Aim of the task – Format the rows as a JSON list of strings, one string per line with blank lines left out, starting at the line that contains "Target = steel rail" and ending with the last line of the rows.

Data to use –

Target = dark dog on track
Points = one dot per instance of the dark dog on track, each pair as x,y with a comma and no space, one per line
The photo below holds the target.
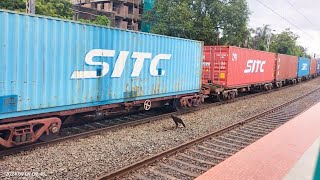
177,121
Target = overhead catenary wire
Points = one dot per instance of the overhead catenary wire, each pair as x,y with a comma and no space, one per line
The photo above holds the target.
310,37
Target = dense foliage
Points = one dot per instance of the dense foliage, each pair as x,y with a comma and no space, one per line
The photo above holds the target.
53,8
211,21
284,43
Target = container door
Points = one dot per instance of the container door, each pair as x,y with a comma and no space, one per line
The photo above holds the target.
207,75
219,65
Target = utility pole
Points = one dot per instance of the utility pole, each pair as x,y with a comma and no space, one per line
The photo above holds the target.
31,6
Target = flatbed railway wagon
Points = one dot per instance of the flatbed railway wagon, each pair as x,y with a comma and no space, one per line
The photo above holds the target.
303,69
285,70
53,70
229,70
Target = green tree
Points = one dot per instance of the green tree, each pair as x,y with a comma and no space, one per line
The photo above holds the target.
211,21
286,43
53,8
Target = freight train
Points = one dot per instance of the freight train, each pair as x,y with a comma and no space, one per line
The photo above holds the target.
55,71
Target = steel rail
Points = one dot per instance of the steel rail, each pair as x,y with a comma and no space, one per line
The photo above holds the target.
15,150
150,160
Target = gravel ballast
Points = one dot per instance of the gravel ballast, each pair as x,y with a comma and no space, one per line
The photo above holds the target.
91,157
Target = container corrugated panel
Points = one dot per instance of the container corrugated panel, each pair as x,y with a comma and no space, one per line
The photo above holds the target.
233,67
303,67
313,67
318,66
286,67
50,65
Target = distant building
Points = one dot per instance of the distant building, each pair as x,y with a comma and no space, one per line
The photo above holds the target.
147,5
124,14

Solution to the exercise –
[
  "Target = steel rail",
  "Points = one dot per instance of the steel rail, each pair as x,y with a comma and no space, one per line",
  "The photo above holds the target.",
  "15,150",
  "150,160",
  "Target = gravel ballast",
  "Points = one dot per instance of the gravel ballast, each pair as x,y with a comma and no space, one per line",
  "The photo above holds the target.",
  "91,157",
  "Target = container corrugated panel",
  "Points = one dot per instance of the container corrugated panel, each pair as x,y with a comma and no space, one per line",
  "The photo above holds the target.",
  "233,67",
  "303,67",
  "313,67",
  "318,66",
  "286,67",
  "50,65",
  "Target = distant building",
  "Points = one dot per instance of the distant building, each pair as x,y with a comma and no space, one per line",
  "The photo above holds the target.",
  "147,5",
  "124,14"
]